Point annotation rows

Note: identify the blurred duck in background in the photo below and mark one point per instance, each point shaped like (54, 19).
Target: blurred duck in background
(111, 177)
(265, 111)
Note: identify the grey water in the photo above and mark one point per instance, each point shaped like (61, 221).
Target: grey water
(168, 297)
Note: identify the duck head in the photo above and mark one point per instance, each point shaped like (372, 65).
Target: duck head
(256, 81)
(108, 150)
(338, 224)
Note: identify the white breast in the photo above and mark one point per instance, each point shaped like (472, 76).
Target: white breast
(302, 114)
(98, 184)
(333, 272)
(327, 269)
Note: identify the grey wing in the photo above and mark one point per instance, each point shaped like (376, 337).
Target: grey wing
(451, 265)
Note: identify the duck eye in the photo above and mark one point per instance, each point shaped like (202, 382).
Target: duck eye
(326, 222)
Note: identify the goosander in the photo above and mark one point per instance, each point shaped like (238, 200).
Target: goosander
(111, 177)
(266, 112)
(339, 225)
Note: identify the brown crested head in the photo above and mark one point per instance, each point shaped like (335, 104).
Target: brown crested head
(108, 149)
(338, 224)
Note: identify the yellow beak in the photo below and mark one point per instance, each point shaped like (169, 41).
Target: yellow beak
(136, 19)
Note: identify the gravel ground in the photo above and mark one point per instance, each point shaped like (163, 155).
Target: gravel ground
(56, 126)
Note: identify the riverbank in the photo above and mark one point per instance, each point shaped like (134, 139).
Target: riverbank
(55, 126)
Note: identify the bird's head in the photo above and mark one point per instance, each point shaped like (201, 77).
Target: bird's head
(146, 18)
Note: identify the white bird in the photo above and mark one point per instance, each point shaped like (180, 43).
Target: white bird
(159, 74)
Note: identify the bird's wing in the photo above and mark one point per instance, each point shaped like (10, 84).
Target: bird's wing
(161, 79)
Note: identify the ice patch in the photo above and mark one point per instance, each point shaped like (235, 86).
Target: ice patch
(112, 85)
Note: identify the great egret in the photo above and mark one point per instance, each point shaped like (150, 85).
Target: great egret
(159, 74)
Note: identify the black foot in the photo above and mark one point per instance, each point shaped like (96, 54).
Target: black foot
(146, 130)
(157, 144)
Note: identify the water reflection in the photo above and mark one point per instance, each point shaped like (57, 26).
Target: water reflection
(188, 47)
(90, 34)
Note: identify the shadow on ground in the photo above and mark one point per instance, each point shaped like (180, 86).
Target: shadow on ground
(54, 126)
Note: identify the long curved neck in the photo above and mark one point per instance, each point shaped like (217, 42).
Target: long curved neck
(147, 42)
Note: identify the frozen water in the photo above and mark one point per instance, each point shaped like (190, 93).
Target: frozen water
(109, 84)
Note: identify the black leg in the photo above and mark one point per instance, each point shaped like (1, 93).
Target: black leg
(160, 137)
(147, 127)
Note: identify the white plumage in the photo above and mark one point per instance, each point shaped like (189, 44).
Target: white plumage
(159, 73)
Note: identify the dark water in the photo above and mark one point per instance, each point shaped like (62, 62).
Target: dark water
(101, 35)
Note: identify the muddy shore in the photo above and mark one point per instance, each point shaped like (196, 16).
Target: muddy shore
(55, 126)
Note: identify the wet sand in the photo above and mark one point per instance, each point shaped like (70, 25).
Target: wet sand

INSTRUCTIONS FOR THE TASK
Please rewrite the rows above, switching every "identify" to "locate" and leaving everything else unchanged.

WORKED SOLUTION
Note: locate the blurred duck in background in the photo below and mark one point per instance, each point shaped like (54, 19).
Target: blurred duck in background
(111, 177)
(265, 111)
Note: locate the grey water in the photo above and mark one point per instance, each point shaped like (61, 221).
Target: grey water
(168, 297)
Note: locate the duck head in the photo above and mark one point per instance, each point shaped like (372, 65).
Target: duck head
(256, 81)
(108, 150)
(338, 224)
Note: locate the white breast in the photo above and mark one point per instance, each point shaped like (472, 76).
Target: white breast
(302, 114)
(98, 184)
(333, 272)
(327, 269)
Note: locate the grey wing in the photo above and mark one point per instance, each point shaped like (376, 337).
Target: grey wing
(451, 265)
Note: locate the duck eye in the photo above and mark one point per instance, each point shaped like (202, 382).
Target: duck eye
(326, 222)
Note: locate the goosander in the photo above and mark one point per instance, each point shaped like (238, 200).
Target: goosander
(111, 177)
(266, 112)
(339, 225)
Note: locate the brown crested head in the photo above and mark one point per instance, each point shaped like (335, 104).
Target: brown crested head
(108, 149)
(338, 224)
Note: locate the yellow beak in the photo below and mark one point per instance, each point shaped like (169, 41).
Target: yellow beak
(136, 19)
Note: locate the gravel ground in the photo above and mark one point per instance, each point shaped like (163, 155).
Target: gravel ground
(56, 126)
Note: locate the riverbank in the photo above and mark one point per instance, each point shaped like (134, 139).
Target: riverbank
(55, 126)
Note: locate the bird's head in the photo above and mark one point per instance, each point shaped like (201, 77).
Target: bird's head
(146, 18)
Note: locate the white bird in the photo above and mark one point per instance, each point shaped like (180, 43).
Target: white bird
(159, 74)
Note: locate the bird's wing in the photo above and mark one point per instance, each point shaped like (10, 84).
Target: bird's wing
(161, 79)
Note: locate the ice patch in the photo above and mark one point per instance, each point shaped like (235, 86).
Target: ice patch
(112, 85)
Note: locate the great egret in the photo above and mark one point per instance, each point shaped like (150, 85).
Target: great egret
(159, 74)
Note: locate the black foot in the photo above and mark one point per instance, each point shaped like (96, 54).
Target: black foot
(146, 130)
(157, 144)
Note: locate the water reflection in the photo above and mark one point per instance, each point shaped like (57, 26).
Target: water reflection
(188, 47)
(90, 34)
Note: locate the shadow on ground in the photo above and mark one point per instance, each point shaped like (180, 86).
Target: shadow on ground
(54, 126)
Note: locate the long curved neck in the photo above and mark one point per instance, each point shaped like (217, 42).
Target: long curved neck
(147, 42)
Note: locate the frozen water in the photo above and mark one point per instance, each point shaped like (190, 93).
Target: frozen water
(109, 84)
Note: locate the black leg in the photo above and mark one point per instance, each point shaped like (1, 93).
Target: black leg
(160, 137)
(147, 127)
Note: locate the white plumage in the photo above and mark one point per instance, each point shaped like (189, 44).
Target: white plumage
(159, 73)
Note: locate the dark water in the photo above and mark one point per instance, each point shaped like (62, 62).
Target: dark water
(101, 35)
Note: locate the muddy shore in the photo above and mark one point per instance, each point shaped like (196, 16).
Target: muddy shore
(55, 126)
Note: locate the wet sand in the photo above and mark one point per instance, each point shaped like (70, 25).
Target: wet sand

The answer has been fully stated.